_Extract to read_:
────────────────
The accompanying notes are an integral part of these financial statements.   F5






                                Compuquest Inc.
                              Computer Division
                        Notes to Financial Statements
                         As of July 31, 2003 and 2002







1.      Management's Plans

        The division has sustained operating losses for the year ended
        July 2003 and for the period ended September 30, 2003. The division
        sold its operating assets and liabilities to On the Go Healthcare,
        Inc. effective October 1, 2003.

        Management believes that despite the recent losses and limited
        working capital, the sale to the public company will stabilize the
        working capital requirements and permit the division to focus on its
        sales and marketing efforts to improve operational results and its
        financial condition.

2.      Basis of Presentation

        Compuquest Inc. is a Canadian corporation, incorporated in Ontario on
        November 30, 1989. The division supplies primarily corporate clients
        with one-stop shop computer hardware, software, peripherals and
        supplies. The division's clientele is located across Canada and
        includes the educational government public sector in addition to
        its corporate clients.

        These financial statements include only the assets and liabilities
        and operations which were sold to On the Go Healthcare, Inc. on
        October 21, 2003 with an effective date of transfer of October 1, 2003.
────────────────
_Material shown_:
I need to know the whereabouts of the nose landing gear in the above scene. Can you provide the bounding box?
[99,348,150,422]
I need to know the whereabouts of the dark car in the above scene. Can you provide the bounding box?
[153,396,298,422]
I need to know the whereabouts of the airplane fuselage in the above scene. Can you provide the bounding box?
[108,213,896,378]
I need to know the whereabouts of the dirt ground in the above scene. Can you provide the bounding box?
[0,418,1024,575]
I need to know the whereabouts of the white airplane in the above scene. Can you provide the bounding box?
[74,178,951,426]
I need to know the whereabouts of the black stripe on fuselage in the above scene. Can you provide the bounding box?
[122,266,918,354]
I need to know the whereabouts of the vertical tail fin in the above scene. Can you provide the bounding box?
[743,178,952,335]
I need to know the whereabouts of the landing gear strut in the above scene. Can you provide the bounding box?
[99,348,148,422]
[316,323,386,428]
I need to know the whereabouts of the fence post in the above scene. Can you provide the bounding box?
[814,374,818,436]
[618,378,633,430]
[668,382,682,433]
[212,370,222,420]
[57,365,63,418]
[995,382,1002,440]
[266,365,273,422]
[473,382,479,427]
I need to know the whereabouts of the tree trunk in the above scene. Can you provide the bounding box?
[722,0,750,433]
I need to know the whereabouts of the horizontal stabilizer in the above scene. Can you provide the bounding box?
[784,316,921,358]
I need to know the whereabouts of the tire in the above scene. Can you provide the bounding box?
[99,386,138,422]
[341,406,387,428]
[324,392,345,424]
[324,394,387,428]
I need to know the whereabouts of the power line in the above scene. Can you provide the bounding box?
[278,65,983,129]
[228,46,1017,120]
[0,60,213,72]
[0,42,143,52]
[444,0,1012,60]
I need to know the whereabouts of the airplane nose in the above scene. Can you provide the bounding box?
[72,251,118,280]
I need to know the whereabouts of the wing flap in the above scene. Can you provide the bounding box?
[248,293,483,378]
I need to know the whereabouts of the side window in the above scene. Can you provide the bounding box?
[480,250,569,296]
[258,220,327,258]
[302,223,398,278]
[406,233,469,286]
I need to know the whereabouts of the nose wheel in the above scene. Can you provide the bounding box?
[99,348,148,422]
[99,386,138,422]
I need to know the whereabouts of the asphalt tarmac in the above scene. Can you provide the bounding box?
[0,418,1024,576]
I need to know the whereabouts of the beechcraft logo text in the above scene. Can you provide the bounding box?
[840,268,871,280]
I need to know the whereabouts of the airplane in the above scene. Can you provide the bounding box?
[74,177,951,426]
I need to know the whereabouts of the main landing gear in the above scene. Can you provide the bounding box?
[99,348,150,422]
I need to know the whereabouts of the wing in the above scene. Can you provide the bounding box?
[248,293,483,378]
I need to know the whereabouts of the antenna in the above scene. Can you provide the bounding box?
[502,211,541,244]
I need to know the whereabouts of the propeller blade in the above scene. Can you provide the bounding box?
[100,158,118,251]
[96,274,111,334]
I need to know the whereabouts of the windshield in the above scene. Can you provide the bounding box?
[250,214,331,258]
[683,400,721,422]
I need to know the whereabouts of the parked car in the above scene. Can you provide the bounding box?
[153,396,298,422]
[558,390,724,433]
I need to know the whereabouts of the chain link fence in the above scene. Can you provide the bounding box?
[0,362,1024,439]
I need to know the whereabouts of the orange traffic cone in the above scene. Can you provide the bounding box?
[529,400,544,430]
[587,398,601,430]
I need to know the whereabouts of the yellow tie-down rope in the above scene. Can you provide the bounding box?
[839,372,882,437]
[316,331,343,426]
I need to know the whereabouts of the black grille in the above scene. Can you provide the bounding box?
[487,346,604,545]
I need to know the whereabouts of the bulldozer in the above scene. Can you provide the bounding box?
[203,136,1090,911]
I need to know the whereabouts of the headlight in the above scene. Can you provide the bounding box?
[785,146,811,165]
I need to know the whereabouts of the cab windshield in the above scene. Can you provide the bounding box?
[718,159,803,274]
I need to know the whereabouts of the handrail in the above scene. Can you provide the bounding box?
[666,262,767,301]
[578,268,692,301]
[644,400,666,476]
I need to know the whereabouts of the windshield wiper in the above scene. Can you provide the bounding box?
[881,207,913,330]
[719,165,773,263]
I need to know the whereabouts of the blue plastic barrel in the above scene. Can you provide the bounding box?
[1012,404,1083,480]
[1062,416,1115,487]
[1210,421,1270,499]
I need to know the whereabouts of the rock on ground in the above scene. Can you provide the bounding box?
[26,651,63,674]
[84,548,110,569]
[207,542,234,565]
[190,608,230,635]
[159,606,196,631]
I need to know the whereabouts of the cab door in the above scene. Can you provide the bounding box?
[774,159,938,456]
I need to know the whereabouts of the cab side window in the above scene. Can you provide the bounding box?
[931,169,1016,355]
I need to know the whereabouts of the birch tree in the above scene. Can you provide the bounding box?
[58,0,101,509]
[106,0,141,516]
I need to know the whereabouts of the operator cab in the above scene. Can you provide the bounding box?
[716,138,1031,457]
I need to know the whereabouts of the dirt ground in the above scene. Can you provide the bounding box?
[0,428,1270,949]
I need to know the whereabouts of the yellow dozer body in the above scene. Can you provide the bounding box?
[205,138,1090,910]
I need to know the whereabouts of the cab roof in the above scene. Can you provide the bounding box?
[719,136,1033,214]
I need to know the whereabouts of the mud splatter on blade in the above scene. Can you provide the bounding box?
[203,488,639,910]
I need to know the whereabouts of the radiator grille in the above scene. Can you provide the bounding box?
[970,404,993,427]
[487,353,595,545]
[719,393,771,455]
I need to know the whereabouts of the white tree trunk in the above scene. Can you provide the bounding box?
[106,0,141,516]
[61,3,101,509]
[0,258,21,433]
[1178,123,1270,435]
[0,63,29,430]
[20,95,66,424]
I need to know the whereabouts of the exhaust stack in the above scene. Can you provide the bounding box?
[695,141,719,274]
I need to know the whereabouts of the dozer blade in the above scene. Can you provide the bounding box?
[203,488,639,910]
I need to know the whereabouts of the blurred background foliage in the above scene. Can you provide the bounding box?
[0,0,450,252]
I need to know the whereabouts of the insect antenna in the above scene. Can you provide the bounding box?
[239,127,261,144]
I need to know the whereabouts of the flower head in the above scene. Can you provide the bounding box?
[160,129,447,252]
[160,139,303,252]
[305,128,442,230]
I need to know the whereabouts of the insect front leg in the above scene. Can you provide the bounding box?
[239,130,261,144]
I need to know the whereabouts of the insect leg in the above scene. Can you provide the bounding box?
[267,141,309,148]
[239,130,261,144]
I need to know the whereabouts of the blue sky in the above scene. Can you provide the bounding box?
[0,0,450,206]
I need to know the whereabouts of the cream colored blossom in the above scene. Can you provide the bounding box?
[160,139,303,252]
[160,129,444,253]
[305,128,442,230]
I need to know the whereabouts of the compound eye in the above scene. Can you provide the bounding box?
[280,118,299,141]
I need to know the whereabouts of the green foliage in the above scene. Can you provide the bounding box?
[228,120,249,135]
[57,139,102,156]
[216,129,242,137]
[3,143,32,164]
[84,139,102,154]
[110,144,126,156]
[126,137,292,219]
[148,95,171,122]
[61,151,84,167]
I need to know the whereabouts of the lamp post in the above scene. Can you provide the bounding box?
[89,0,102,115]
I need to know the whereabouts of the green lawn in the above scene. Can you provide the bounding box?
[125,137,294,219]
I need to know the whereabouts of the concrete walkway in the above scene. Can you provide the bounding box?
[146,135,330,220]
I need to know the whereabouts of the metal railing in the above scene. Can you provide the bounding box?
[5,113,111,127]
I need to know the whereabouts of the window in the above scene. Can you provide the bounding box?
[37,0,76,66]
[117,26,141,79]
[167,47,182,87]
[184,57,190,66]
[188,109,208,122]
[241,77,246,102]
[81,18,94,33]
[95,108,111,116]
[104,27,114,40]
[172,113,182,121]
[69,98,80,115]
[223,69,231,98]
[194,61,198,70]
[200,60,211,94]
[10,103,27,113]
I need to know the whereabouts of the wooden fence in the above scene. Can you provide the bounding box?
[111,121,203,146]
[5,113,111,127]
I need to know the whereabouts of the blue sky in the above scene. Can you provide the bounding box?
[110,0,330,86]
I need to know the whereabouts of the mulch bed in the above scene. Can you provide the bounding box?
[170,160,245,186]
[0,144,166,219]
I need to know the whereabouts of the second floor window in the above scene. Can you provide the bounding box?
────────────────
_What to do_: Write the next part of the financial statement notes on Compuquest's computer division, beginning after their final sentence. The rows have nothing to do with the financial statement notes on Compuquest's computer division.

_Expected answer_:
3.      Significant Accounting Policies

        The significant accounting policies followed are:

        The preparation of financial statements in conformity with accounting
        principles generally accepted in the United States of America requires
        management to make estimates and assumptions that affect the reported
        amounts of assets and liabilities and disclosure of contingent assets
        and liabilities at the date of the financial statements and the
        reported amounts of revenues and expenses during the reporting period.
        Actual results could differ from those estimates.

        The majority of cash is maintained with a major financial institution
        in Canada. Deposits with these banks may exceed the amount of insurance
        provided on such deposits. Generally, these deposits may be redeemed on
        demand and, therefore, bear minimal risk.

        The Division extends credit to its various customers based on the
        customer's ability to pay. Based on management's review of accounts
        receivable, an allowance for doubtful accounts has been recorded.

        Inventory, consisting of computer hardware, is stated at the lower of
        cost (determined on an average cost basis) or market.

        Property and equipment are recorded at cost. Depreciation is calculated
        by the declining-balance and straight-line methods over the estimated
        useful lives of the assets, ranging generally from two to five years.
        Maintenance and repairs are charged to operations when incurred.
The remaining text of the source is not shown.